• [WORK ORDER]: Please repeat the passage on Almazan and his Cintas award word for word, from "In an e-mail" to "of Cuban artists.".

┌─ PROVIDED PASSAGE

There are any number of Blanchard performances viewable on the Web in which you can hear Almazan play, but at his Website you can also hear his work in film music. Collage, for instance, is like its name a mix of many different kinds of styles, but it begins with a lovely, melancholy piano tune that suggests he hasn’t lost touch with the power of melody to make a strong musical impact.
In an e-mail message to me, Almazan said he was “moved” by his winning of the award, in part because a well-respected jury thought enough of his work to honor it, and in part because his win means he joins an honor roll of Cuban artists.
“It means a lot to me to be acknowledged as a part of the Cuban art scene in the U.S., trying to give energy to an artistic movement that in my opinion is very much needed,” he wrote. “Because I left Cuba at the age of eight, I’ve always been exploring what it means to be a Cuban-American living in these times, under the current circumstances, and how to genuinely convey this as a musician.”
Almazan said he submitted to Cintas two orchestral pieces, a suite for piano, Cuban percussion, choir and jazz rhythm section, some chamber works and a piece for jazz quintet. He describes his music as “just that, music,” saying that people learn new things everyday, and that should be reflected in the work.

└─
┌─ DATASET RECORDS

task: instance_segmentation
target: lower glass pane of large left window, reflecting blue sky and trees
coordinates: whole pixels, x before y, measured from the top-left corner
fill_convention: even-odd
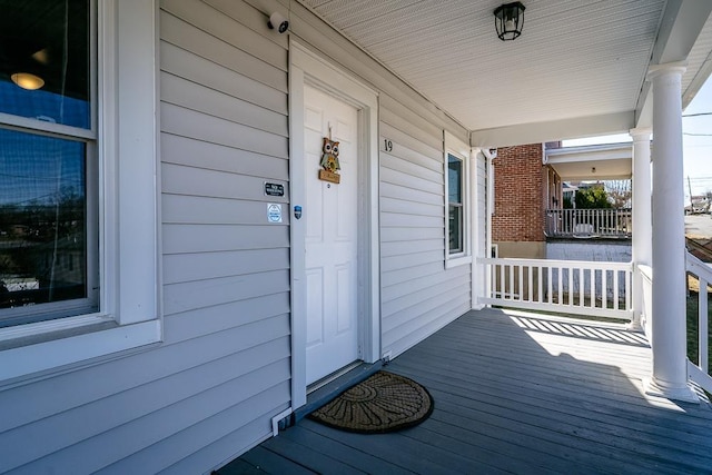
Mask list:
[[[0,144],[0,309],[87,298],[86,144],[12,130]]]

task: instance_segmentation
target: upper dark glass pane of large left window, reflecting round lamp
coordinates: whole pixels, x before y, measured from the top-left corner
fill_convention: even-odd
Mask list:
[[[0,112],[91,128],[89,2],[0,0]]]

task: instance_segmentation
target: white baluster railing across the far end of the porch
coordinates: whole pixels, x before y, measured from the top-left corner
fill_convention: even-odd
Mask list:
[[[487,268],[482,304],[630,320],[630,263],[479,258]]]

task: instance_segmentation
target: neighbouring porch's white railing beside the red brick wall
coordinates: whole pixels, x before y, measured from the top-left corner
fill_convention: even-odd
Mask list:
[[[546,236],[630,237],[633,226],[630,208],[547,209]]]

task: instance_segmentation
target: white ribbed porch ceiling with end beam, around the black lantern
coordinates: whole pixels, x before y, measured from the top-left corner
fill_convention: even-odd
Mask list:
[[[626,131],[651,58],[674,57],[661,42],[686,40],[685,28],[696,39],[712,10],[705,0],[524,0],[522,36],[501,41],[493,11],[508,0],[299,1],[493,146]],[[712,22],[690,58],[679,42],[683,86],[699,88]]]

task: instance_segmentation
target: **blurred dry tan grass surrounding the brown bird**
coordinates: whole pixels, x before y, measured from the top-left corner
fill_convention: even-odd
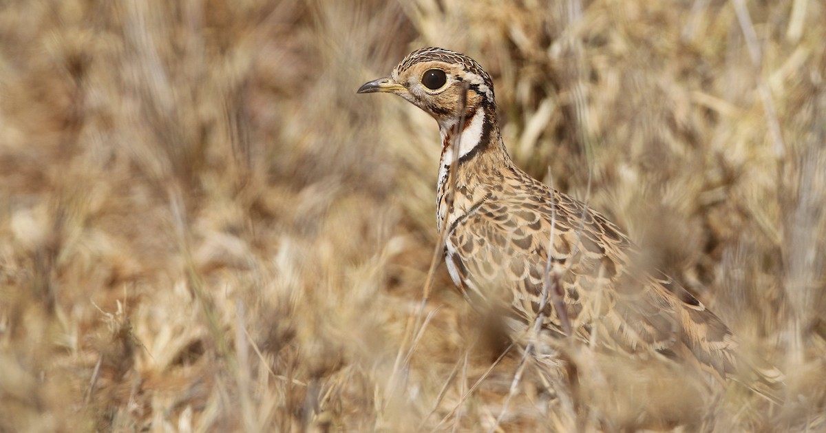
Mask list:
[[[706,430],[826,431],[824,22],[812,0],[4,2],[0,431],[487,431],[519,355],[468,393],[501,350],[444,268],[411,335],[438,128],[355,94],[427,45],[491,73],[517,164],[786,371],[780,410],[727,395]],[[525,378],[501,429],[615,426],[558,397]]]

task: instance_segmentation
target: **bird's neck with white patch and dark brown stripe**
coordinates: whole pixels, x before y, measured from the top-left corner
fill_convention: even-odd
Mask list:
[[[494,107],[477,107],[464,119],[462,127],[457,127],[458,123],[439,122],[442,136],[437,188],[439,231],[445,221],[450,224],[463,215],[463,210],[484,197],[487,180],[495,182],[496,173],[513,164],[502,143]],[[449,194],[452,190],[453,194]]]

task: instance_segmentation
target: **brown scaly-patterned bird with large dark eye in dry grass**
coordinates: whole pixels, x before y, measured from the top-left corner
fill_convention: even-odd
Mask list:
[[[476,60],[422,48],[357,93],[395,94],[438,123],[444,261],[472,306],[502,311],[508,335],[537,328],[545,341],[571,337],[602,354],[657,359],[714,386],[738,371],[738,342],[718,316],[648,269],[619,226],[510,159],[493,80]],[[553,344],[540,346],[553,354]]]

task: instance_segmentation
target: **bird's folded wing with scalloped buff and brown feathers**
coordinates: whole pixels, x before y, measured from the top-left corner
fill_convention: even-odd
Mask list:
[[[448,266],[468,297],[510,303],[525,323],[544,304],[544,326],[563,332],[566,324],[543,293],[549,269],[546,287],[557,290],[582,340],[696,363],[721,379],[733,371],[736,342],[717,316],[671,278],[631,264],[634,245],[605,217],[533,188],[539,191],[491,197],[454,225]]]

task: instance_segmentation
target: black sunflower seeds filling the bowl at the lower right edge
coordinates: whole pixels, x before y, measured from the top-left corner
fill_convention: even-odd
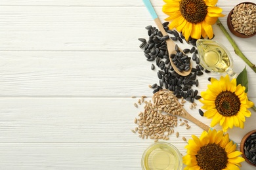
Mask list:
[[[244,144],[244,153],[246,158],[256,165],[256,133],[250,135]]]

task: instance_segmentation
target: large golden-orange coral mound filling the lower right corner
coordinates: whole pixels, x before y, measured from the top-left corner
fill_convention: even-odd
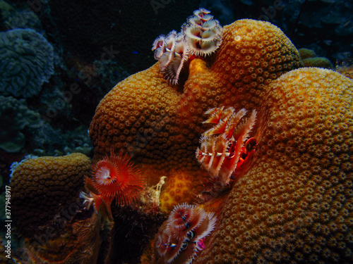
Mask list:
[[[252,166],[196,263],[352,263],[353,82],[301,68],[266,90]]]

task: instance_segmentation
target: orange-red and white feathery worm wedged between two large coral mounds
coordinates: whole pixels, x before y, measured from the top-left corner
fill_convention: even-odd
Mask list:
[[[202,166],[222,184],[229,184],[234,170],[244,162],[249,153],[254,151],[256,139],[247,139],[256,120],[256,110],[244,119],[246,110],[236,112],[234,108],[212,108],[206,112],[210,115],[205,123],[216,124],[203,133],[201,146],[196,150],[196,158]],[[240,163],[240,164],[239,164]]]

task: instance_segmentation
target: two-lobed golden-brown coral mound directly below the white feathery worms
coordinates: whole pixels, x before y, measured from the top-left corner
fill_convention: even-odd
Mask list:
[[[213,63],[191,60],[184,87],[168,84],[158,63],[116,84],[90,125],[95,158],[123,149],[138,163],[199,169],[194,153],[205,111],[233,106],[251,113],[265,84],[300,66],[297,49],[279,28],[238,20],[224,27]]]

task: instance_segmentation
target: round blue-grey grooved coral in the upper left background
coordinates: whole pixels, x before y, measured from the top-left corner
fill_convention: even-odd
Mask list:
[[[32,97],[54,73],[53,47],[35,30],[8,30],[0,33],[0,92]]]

└─
┌─ DATASET RECORDS

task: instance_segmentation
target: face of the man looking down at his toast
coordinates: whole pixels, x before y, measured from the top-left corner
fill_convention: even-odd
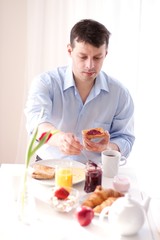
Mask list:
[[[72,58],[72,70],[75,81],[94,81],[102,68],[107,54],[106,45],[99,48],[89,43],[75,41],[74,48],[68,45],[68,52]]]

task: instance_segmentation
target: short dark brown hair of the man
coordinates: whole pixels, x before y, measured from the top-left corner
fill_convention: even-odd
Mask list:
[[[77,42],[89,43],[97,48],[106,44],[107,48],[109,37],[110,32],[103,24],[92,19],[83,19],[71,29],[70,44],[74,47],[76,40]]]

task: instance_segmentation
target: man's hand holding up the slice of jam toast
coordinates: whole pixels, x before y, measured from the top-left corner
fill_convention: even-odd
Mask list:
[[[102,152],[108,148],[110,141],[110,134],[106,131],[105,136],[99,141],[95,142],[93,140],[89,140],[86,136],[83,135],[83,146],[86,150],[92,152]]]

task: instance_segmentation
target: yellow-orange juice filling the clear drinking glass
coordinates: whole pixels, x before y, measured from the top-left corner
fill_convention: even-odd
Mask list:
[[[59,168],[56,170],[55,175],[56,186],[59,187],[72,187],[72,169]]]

└─

• [RESULT OF THE EXERCISE]:
In an e-mail message to me, Almazan said he was “moved” by his winning of the award, in part because a well-respected jury thought enough of his work to honor it, and in part because his win means he joins an honor roll of Cuban artists.